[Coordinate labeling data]
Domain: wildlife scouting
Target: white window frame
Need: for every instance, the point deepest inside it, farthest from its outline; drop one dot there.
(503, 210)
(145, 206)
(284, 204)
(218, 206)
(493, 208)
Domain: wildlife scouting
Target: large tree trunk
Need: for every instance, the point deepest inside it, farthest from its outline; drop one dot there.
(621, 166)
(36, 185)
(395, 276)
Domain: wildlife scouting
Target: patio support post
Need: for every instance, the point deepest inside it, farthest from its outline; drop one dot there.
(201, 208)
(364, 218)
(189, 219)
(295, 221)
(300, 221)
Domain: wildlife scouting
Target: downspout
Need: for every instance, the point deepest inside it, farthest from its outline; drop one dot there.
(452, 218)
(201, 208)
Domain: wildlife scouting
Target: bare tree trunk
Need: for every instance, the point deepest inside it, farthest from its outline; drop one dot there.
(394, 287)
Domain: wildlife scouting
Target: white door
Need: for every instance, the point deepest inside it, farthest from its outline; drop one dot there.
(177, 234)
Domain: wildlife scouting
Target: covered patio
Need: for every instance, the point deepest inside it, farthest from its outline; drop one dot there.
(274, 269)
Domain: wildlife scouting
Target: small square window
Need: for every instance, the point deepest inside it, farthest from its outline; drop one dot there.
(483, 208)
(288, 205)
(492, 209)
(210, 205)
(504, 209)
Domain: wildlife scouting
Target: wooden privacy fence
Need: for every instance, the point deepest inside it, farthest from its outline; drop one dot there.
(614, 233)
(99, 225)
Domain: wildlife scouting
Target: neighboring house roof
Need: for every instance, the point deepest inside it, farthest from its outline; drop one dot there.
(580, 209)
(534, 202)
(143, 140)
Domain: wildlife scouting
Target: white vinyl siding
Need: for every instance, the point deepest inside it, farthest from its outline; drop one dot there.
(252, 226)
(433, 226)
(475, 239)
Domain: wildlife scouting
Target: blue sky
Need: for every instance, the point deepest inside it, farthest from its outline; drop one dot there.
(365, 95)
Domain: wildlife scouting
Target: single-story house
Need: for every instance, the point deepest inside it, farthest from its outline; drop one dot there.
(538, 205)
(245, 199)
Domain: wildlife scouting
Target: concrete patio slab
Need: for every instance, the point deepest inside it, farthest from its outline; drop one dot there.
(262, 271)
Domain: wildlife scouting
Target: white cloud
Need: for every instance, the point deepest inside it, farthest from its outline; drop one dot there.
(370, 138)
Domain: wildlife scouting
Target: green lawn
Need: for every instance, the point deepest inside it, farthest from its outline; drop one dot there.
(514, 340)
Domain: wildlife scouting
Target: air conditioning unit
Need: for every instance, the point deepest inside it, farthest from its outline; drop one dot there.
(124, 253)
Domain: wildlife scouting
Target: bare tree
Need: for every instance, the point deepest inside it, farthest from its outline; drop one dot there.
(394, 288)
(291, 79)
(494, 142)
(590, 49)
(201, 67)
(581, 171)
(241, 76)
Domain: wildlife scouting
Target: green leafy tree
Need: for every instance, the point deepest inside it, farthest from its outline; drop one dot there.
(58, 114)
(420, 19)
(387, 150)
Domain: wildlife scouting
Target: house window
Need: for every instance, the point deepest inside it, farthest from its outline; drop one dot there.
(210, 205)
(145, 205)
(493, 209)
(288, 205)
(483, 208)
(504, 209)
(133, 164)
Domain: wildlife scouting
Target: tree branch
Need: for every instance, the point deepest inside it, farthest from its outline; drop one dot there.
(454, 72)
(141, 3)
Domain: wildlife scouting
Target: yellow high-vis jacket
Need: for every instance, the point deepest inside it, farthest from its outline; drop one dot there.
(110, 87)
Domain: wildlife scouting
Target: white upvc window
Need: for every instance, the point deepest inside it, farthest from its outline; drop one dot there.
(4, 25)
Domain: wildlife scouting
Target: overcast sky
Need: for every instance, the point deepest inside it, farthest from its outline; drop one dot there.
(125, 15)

# GIVEN INSTRUCTION
Reproduce the records above exactly.

# TASK OUTPUT
Domain: wildlife scouting
Target: white window frame
Need: for every instance, the point deepest inside it, farthest from its outline; drop one dot there.
(503, 210)
(145, 206)
(284, 204)
(218, 206)
(493, 208)
Domain: wildlife scouting
Target: large tree trunk
Need: for every instance, the point deepest inside it, farthest from its outline; drop one dot there.
(621, 166)
(36, 185)
(395, 276)
Domain: wildlife scouting
Target: patio support post
Need: for every instance, the point deepest inside it, farthest from its outline; drop one dot there.
(201, 208)
(364, 218)
(189, 219)
(295, 221)
(300, 221)
Domain: wildlife scouting
Target: downspout
Need: for every instance, the point deepest inside it, farthest from its outline; drop one dot there.
(452, 218)
(201, 208)
Domain: wildlife scouting
Target: bare tree trunk
Need: for every instance, the point deepest inside it, farthest from its outline; drop one dot there.
(394, 287)
Domain: wildlife scouting
Target: white door
Need: for every instance, the point deepest inside it, farthest from its outline; drop one dot there.
(177, 234)
Domain: wildlife scouting
Target: covered patio
Need: for every instance, the point deepest inside it, farthest from its outline; drop one dot there.
(274, 269)
Domain: wildlife scouting
Target: small square window
Need: for every instance, the point deepest inside it, farthest from its outline; drop one dot there.
(483, 208)
(288, 205)
(492, 209)
(210, 205)
(504, 209)
Domain: wildlife scouting
Target: wooden privacy fence
Need: for every instance, the point deepest inside it, farthest from its outline; drop one dot there.
(614, 233)
(99, 225)
Domain: wildlife scouting
Target: neighboring house roof
Need: for every instance, the point deepest inside it, farthest from its outline; drop one dot there.
(580, 209)
(534, 202)
(143, 140)
Domain: wildlife scouting
Target: white vinyl siding
Need: for every instance, the point deepest inside it, farthest from its outline; drop one dot there.
(252, 226)
(433, 226)
(475, 239)
Domain: wildlife scouting
Target: blue sky
Need: for every instance, the point deepest inside it, farthest from its outline; drop one dot there.
(365, 95)
Domain: wildlife scouting
Target: single-story house
Need: for every instance, the point deepest inside it, farthest from its outline; drop one dot there.
(538, 205)
(245, 199)
Domain: wildlife scouting
Target: concrete patio slab
Need: for every instance, the point deepest inside it, farthest from its outline; drop one dot there.
(262, 271)
Domain: wildlife scouting
Target: white cloud
Need: for every instance, the point deepest inside it, farthest from its outline; drop one dot there.
(370, 138)
Domain: wildlife scouting
Target: green lawn
Need: for every instance, the point deepest inside it, farthest from its outline; drop one dot there.
(514, 340)
Domain: wildlife scouting
Target: air conditioning unit
Need: for every instance, the point deepest inside it, farthest from its outline; drop one dot there.
(124, 253)
Domain: wildlife scouting
Target: bare tree
Need: for every instance, the point deepest inside it, farthest from its outline; drop one dot there.
(394, 288)
(291, 79)
(494, 142)
(590, 49)
(201, 67)
(581, 171)
(241, 76)
Domain: wildlife scouting
Target: green leafy tree
Need: for every instance, the point deepest inside it, farthest from its outline; drop one dot there.
(58, 114)
(420, 19)
(387, 150)
Domain: wildlife scouting
Target: house window
Need: for every instance, the point deepest inside it, farthest from its outline; drop one dot there.
(210, 205)
(145, 205)
(493, 209)
(288, 205)
(483, 208)
(504, 209)
(133, 164)
Domain: wildlife scouting
Target: tree branch
Need: for every instance, the point deepest inside it, farthest from its outline; drop one dot there.
(454, 72)
(141, 3)
Domain: wildlife scouting
Target: yellow high-vis jacket
Need: for every instance, the point deepest inside it, farthest from its outline; drop one dot there.
(110, 87)
Domain: wildlife scouting
Target: white upvc window
Need: for every instance, the point deepest inside it, farthest from its outline; drop one dot there.
(4, 25)
Domain: wildlife scouting
Target: overcast sky
Need: for every instance, the point deepest inside it, farthest from its outline; drop one dot there.
(125, 15)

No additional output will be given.